▸ **Source material**
_ _ _

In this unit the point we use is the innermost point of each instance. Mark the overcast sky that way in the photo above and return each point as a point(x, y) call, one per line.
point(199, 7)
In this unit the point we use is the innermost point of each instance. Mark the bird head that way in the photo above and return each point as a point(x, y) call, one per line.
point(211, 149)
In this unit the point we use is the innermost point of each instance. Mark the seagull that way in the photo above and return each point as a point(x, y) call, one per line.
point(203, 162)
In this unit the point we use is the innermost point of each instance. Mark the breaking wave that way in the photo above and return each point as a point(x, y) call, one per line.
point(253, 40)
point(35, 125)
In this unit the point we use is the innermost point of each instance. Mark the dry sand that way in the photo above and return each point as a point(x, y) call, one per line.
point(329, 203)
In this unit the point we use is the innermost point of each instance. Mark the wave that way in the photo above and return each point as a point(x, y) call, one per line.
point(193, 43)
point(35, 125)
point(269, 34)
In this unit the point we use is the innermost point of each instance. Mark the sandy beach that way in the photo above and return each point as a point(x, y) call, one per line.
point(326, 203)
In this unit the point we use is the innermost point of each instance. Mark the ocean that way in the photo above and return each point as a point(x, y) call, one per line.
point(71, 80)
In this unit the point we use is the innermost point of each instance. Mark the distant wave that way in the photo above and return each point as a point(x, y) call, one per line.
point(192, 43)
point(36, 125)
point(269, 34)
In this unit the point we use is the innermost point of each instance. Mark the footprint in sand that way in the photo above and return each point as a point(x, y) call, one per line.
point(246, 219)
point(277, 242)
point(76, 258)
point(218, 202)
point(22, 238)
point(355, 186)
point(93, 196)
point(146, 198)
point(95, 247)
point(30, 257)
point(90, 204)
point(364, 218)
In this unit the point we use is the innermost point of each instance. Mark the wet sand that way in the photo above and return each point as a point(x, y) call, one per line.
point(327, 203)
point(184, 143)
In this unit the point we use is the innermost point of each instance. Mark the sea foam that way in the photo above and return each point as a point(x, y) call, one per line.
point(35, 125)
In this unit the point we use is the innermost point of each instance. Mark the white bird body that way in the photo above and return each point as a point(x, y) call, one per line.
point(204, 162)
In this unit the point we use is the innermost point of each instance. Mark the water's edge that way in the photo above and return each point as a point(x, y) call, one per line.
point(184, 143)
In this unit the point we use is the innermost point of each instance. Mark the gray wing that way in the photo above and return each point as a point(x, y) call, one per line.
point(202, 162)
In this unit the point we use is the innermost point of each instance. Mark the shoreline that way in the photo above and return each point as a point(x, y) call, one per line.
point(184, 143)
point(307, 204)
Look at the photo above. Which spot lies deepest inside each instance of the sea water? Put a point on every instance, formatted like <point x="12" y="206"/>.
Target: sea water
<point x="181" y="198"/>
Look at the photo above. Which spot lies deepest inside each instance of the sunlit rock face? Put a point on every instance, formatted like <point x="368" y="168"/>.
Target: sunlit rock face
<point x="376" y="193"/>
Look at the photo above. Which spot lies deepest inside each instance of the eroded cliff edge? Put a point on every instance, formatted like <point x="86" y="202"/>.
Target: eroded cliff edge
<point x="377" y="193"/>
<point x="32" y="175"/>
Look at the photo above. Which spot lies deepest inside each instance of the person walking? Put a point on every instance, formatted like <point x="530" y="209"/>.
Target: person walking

_ _ _

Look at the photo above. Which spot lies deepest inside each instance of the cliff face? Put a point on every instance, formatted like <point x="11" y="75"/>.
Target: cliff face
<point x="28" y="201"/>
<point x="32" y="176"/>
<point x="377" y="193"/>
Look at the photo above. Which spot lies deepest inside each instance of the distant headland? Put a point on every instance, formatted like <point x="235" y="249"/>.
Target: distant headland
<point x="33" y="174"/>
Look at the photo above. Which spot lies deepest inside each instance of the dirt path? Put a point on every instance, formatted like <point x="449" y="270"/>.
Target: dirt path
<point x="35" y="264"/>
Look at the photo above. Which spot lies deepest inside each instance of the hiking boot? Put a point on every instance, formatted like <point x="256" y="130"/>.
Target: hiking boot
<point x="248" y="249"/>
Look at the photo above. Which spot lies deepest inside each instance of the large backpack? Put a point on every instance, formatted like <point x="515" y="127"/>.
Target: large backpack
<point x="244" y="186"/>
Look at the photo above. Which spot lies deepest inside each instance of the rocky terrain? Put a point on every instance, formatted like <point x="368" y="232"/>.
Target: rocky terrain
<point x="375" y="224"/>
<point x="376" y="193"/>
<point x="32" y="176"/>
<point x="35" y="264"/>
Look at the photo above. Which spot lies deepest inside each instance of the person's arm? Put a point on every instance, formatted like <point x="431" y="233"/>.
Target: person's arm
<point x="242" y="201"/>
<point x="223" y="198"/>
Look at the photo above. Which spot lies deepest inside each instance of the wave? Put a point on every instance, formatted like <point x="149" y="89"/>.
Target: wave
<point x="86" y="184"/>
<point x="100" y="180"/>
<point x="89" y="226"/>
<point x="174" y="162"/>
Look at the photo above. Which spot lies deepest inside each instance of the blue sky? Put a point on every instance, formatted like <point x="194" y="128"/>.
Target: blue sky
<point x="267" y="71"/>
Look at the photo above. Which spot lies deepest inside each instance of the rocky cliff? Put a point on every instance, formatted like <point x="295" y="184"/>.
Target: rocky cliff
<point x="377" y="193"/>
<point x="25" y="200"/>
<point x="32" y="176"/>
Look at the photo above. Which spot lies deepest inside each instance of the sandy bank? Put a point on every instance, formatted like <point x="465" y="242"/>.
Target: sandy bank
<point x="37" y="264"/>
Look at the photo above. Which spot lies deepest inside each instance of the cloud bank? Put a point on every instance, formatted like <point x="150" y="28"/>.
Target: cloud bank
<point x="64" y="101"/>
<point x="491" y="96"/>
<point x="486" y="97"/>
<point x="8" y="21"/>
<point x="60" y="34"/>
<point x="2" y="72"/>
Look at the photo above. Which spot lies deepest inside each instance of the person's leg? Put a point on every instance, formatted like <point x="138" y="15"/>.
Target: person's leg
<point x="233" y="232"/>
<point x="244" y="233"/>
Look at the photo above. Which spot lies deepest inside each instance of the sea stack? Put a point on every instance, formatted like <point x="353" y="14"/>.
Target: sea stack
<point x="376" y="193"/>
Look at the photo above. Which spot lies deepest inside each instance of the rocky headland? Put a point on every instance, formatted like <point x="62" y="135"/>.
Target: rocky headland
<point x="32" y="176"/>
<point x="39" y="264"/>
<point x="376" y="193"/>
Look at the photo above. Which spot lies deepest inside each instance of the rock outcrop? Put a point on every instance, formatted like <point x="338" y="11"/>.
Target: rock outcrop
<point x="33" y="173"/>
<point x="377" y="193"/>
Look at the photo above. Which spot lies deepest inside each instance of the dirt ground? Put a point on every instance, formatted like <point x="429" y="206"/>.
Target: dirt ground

_ _ _

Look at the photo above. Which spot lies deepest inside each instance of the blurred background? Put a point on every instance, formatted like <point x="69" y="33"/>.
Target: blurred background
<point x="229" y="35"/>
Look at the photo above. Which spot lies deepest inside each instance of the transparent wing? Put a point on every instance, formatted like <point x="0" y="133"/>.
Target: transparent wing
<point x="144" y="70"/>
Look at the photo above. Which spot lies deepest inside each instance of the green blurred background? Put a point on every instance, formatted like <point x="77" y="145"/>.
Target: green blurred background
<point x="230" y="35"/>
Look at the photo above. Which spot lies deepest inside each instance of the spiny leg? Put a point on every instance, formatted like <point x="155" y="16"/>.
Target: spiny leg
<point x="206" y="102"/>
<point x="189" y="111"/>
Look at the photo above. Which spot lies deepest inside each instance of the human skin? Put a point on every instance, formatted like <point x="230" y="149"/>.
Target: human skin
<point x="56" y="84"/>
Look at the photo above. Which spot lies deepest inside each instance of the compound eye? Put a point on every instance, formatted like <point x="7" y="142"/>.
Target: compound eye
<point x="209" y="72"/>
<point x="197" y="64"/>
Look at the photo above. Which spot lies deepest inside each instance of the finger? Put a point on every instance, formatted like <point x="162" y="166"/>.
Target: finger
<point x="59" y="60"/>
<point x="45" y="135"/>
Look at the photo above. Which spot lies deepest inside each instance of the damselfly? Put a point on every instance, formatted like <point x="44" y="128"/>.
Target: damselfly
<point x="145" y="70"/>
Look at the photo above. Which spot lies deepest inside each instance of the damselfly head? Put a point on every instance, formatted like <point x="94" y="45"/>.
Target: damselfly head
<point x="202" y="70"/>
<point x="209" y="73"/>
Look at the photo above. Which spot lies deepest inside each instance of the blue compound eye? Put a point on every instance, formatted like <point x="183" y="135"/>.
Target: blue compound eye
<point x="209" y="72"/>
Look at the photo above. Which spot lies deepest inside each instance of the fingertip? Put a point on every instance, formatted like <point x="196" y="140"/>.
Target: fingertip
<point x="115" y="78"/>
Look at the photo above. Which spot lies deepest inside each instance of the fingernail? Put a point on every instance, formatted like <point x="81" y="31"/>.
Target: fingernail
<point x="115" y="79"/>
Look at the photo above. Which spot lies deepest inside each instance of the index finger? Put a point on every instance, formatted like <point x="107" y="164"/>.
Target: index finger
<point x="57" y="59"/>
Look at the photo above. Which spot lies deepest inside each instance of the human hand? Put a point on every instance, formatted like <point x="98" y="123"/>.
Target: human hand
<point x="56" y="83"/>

_ _ _

▸ **Exercise aim**
Lines holding the word "walking" should be copied from the entries above.

▸ **Exercise result**
Look at the photo above. Which spot lies deepest inside each instance of the person walking? Put a point on every instance, formatted like <point x="530" y="209"/>.
Target: person walking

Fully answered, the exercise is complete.